__Rincian Latihan__: Tuliskan kembali dengan persis bagian teks tentang tahapan berperkara perdata, dimulai dari "( LITIGATION ) TAHAPAN" dan diakhiri dengan "memenuhi isi perdamaiannya.".

__Dokumen Sumber__:
****************

Pages

Wednesday, October 24

( LITIGATION ) TAHAPAN DALAM BERPERKARA PERDATA


BAB I
UPAYA DAMAI

1.1              Pada Pengadilan ( Litigation )
  • Pasal 130 HIR dan Pasal 154 RBg :
“ Jika pada hari yang ditentukannya itu kedua belah pihak datang, maka pengadilan negeri mencoba dengan perantaraan ketuanya akan memperdamaikan mereka “.
  • Tahap – tahap perdamaian ( Mediasi ) di pengadilan :
  1. Ketua memutuskan sidang diundur untuk memberikan kesempatan kepada para pihak untuk melakukan perdamaian.
  2. Hari sidang berikutnya, apabila mereka berhasil mengadakan perdamaian , maka hasil perdamaiannya disampaikan kepada hakim  yang berupa surat perjanjian di bawah tangan yang ditulis diatas kertas bermaterai ( jika tidak berdamai, maka hakim melanjutkan penyelesaian perkara ).
  3. Setelah itu, hakim menjatuhkan putusannya berupa menghukum keduabelah pihak untuk memenuhi isi perdamaiannya.
Tentang Prosedur Mediasi di Pengadilan diatur di dalam SEMA No 2 Tahun 2003. Menurut Pasal 130 ayat (2) HIR, perdamaian di pengadilan harus dibuat Akta Perdamaian ( acte van vergelijk ) yang ditandatangani oleh kedua belah pihak berperkara, dimana akta tersebut berkekuatan dan sebagai putusan hakim biasa.
1.2              Diluar Pengadilan ( Non-Litigation )
Proses penyelesaian perkara memalui pengadilan itu memerlukan waktu yang lama karena prosedurnya yang formalistis kaku. Mulai dari memasukkan perkara di muka pengadilan sampai putusan yang memperoleh kekuatan hukum tetap ( in kracht ). Terutama bagi pengusaha atau pedagang, penyelesaian berlarut – larut sangatlah merugikan.
Karena alasan tersebut, maka diperlukan cara penyelesaian sengketa di luar pengadilan berdasarkan suatu perjanjian antara para pihak yang berperkara untuk menyerahkan penyelesaian sengkata kepada seorang wasit atau lebih. Berikut ini macam – macam alternatif penyelesaian sengketa.

****************

__Bahan yang Tersedia__:

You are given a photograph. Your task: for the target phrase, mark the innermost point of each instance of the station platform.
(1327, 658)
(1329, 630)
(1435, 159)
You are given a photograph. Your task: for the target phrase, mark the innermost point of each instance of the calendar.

****************

__Jawaban Tertulis__:
( LITIGATION ) TAHAPAN DALAM BERPERKARA PERDATA


BAB I
UPAYA DAMAI

1.1              Pada Pengadilan ( Litigation )
  • Pasal 130 HIR dan Pasal 154 RBg :
“ Jika pada hari yang ditentukannya itu kedua belah pihak datang, maka pengadilan negeri mencoba dengan perantaraan ketuanya akan memperdamaikan mereka “.
  • Tahap – tahap perdamaian ( Mediasi ) di pengadilan :
  1. Ketua memutuskan sidang diundur untuk memberikan kesempatan kepada para pihak untuk melakukan perdamaian.
  2. Hari sidang berikutnya, apabila mereka berhasil mengadakan perdamaian , maka hasil perdamaiannya disampaikan kepada hakim  yang berupa surat perjanjian di bawah tangan yang ditulis diatas kertas bermaterai ( jika tidak berdamai, maka hakim melanjutkan penyelesaian perkara ).
  3. Setelah itu, hakim menjatuhkan putusannya berupa menghukum keduabelah pihak untuk memenuhi isi perdamaiannya.